> [PROVIDED MATERIAL]:
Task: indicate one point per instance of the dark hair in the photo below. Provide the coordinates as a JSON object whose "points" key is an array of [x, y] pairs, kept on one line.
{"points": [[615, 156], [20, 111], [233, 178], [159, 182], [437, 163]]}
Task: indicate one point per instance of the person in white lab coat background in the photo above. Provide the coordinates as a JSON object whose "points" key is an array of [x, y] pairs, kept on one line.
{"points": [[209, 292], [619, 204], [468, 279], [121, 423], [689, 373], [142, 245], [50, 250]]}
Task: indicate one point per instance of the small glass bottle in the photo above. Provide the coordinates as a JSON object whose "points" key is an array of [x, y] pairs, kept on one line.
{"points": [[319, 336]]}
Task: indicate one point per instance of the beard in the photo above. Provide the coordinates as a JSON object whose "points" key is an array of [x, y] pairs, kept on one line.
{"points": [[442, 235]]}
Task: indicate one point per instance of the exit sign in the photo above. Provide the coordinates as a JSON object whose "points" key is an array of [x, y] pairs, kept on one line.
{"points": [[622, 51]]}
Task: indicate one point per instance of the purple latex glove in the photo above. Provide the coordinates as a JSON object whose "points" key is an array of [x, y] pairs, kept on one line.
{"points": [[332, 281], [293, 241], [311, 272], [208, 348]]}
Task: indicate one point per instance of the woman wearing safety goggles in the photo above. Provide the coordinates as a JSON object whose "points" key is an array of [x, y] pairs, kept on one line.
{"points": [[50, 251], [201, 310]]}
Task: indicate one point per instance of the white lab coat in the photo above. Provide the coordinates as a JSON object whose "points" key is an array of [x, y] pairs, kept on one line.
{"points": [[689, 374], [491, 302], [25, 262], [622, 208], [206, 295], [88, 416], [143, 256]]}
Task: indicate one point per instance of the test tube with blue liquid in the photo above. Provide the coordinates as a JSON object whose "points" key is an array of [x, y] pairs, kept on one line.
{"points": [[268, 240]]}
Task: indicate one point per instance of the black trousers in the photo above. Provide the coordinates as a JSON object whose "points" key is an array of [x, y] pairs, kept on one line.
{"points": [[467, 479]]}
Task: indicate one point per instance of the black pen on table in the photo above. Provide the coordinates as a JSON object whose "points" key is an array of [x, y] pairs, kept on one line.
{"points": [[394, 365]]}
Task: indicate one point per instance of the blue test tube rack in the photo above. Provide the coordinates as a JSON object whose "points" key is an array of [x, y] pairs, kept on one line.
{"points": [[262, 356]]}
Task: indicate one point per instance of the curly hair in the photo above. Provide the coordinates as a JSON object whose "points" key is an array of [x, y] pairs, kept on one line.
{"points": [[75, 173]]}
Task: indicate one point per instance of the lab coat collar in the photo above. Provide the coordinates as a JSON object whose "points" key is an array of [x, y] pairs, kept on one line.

> [GOAL OF THE EXERCISE]: Make an exact copy of every entry.

> [REPLY TO THE TASK]:
Task: indicate one point per instance of the dark hair in the photo below. Provide the coordinates as a JSON object whose "points" key is an array of [x, y] pairs, kept on one line.
{"points": [[615, 156], [20, 111], [233, 178], [159, 182], [437, 163]]}
Task: indicate one point per instance of the person in white lab coat background in the photo above. Provide the coordinates as a JSON object whose "points" key is an array of [x, y] pairs, kept on one line.
{"points": [[209, 292], [619, 204], [468, 279], [121, 423], [689, 373], [142, 245], [50, 250]]}
Task: indicate one point per instance of the small glass bottle in the photo above. Provide the coordinates as a JSON object whose "points" key is an array of [x, y] pairs, kept on one line.
{"points": [[319, 336]]}
Task: indicate one point per instance of the beard in the photo above. Provide the coordinates as a JSON object whose "points" key is an array of [x, y] pairs, kept on one line.
{"points": [[442, 235]]}
Task: indicate one point per instance of the exit sign in the photo above. Provide the coordinates as a JSON object whose "points" key is an array of [x, y] pairs, kept on one line.
{"points": [[622, 51]]}
Task: indicate one point per instance of the purple latex glove in the photo above. Provide the coordinates as a JSON object whose "points" key is an array of [x, y] pairs, kept on one line.
{"points": [[332, 281], [293, 241], [311, 272], [208, 348]]}
Task: indicate one point per instance of the woman wearing safety goggles in the photo above. Provide the coordinates as a JSON object whose "points" key is an array of [x, y] pairs, kept on one line.
{"points": [[50, 251], [201, 310]]}
Task: indicate one point per instance of the white lab coat in the photo above. Provide the coordinates as a JSON object whose "points" key is an array of [x, y] pairs, kept on one line.
{"points": [[689, 374], [491, 302], [25, 262], [622, 208], [206, 295], [88, 416], [143, 256]]}
Task: indicate one point per instance of the test tube with blue liquid in the photo above. Provide the coordinates as a JSON object whose "points" key is an array of [x, y] pairs, kept on one line.
{"points": [[268, 240]]}
Task: indicate one point per instance of the black trousers in the photo above. Provide the coordinates as a JSON object whose "points" key is an array of [x, y] pairs, kept on one line.
{"points": [[467, 479]]}
Task: indicate one point per instance of the black pen on table in the photo above. Provide the coordinates as a JSON object whose "points" key is an array of [x, y] pairs, kept on one line.
{"points": [[394, 365]]}
Task: indicate one point per instance of the blue test tube rack in the photo above. Provide the coordinates as a JSON object whose "points" key is an array of [x, y] pairs, kept on one line.
{"points": [[262, 356]]}
Task: indicate one point per instance of the curly hair in the photo above. Provide the coordinates as a JSON object whose "points" key is an array of [x, y] pairs, kept on one line.
{"points": [[75, 173]]}
Task: indicate one point per instance of the lab coat collar in the photo above. Provide the coordinates as a JSON object whose "points" key is an array of [x, y] pairs, kept on one line.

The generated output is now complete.